> Requirement
Output only the lines below from the one containing "Target: treeline" to the one containing "of the white", exactly as written, both ends kept.

> Available records
╔══

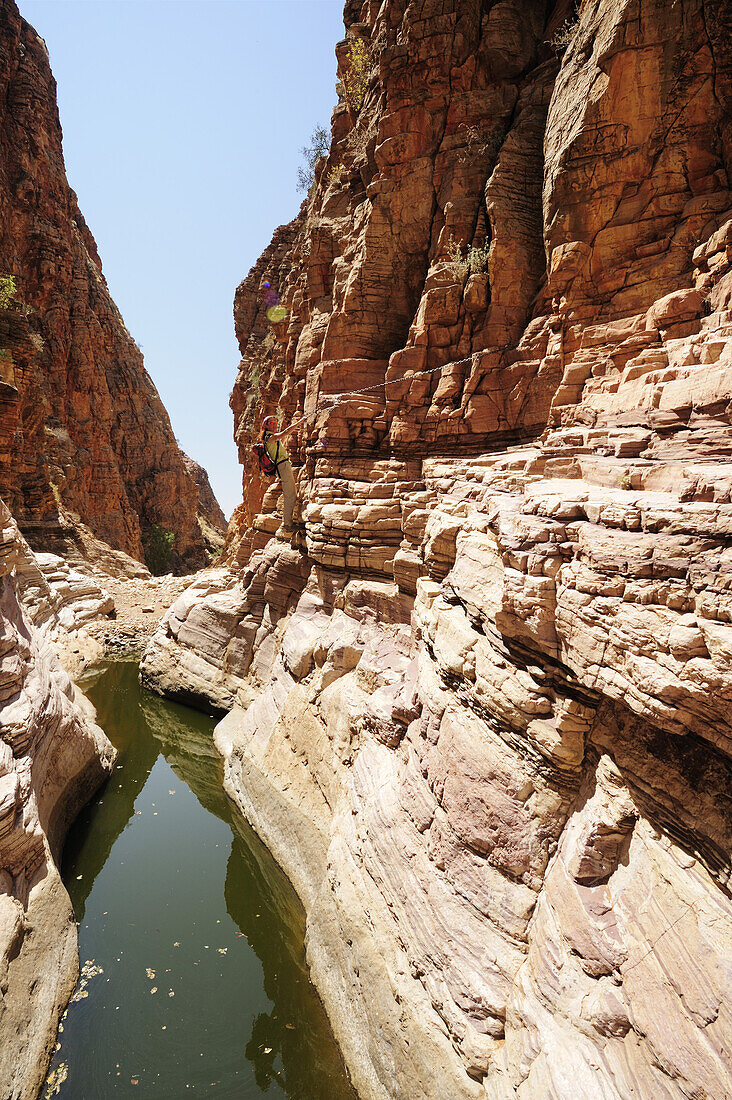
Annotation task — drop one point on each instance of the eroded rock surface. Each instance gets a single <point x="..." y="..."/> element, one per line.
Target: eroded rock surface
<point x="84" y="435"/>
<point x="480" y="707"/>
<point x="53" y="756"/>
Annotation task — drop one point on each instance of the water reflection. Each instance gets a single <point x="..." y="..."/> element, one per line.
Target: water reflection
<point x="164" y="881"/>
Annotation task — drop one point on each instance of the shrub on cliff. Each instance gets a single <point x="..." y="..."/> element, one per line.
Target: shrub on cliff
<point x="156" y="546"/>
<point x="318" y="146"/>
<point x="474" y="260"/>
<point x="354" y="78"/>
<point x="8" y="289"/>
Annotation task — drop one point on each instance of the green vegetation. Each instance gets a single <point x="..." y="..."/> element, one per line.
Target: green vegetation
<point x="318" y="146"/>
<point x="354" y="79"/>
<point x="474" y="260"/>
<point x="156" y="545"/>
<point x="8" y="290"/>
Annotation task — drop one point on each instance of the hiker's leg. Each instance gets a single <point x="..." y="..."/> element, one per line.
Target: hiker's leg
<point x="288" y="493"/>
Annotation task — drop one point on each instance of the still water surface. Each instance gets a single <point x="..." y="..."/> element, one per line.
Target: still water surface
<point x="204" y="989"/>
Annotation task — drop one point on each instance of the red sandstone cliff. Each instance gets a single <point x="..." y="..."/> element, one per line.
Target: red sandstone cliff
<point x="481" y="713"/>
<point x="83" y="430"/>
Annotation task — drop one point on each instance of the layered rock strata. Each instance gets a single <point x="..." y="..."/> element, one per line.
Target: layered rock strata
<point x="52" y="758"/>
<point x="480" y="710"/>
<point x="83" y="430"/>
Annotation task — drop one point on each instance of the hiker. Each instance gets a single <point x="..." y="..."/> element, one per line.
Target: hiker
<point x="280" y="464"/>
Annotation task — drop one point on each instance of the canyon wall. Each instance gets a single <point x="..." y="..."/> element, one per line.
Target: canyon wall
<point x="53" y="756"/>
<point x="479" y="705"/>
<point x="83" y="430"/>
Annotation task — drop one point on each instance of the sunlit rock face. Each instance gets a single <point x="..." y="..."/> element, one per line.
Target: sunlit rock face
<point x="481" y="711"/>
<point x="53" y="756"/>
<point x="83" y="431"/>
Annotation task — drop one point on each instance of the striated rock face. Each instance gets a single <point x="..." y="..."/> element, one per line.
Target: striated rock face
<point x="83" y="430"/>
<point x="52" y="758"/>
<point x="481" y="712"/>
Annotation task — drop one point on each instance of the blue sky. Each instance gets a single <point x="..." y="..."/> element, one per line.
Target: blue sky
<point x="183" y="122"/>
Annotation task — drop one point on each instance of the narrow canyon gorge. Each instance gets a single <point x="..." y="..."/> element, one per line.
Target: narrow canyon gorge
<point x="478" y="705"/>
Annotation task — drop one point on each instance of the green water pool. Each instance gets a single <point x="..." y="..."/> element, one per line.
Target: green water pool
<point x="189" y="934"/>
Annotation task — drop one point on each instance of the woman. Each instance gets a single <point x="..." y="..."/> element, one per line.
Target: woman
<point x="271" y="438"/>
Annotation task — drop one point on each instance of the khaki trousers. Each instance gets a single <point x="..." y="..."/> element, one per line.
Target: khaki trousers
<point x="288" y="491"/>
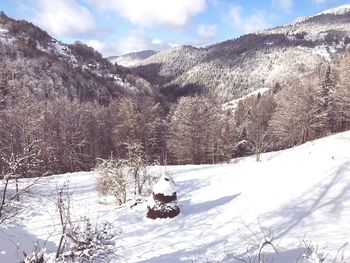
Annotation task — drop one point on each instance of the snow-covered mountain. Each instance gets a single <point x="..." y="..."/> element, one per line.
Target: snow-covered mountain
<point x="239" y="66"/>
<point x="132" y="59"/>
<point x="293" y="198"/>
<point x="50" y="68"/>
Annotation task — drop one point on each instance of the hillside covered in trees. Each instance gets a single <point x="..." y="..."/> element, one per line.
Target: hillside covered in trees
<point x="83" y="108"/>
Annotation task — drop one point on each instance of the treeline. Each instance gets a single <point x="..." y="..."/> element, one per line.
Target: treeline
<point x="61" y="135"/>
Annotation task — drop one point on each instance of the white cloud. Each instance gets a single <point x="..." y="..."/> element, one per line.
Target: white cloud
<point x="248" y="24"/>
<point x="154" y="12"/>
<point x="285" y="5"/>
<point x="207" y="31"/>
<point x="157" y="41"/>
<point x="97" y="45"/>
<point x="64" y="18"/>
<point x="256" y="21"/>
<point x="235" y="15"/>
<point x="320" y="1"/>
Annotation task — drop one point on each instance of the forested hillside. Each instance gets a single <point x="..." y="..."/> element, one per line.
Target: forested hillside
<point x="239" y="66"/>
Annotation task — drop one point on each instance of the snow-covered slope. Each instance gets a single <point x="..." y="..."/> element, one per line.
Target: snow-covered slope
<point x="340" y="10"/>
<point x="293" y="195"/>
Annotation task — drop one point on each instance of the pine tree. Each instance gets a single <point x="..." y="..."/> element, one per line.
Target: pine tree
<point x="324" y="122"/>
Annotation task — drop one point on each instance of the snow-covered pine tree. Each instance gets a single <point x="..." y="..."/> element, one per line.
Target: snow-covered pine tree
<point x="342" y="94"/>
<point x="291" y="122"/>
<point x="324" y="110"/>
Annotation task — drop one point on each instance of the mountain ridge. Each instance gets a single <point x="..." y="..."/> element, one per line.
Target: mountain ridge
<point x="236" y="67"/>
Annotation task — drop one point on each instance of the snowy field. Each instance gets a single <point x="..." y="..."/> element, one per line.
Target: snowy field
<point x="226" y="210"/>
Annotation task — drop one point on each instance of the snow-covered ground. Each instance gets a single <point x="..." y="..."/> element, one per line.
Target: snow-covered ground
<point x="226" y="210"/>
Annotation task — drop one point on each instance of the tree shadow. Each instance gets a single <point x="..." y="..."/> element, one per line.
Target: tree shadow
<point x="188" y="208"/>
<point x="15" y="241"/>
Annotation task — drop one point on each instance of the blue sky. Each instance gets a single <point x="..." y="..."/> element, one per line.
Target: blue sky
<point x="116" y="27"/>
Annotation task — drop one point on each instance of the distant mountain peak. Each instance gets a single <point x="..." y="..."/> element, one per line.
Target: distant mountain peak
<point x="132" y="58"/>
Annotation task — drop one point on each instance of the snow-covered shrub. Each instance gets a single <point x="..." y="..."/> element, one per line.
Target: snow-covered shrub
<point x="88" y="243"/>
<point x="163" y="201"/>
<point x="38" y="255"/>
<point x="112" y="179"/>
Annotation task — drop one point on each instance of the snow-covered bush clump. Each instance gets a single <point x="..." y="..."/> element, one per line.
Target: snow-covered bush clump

╚══

> Exercise solution
Target: treeline
<point x="61" y="135"/>
Annotation task — drop one point on each instance of the white cloud. Each instance gets a single <point x="..." y="..."/> element, one per line.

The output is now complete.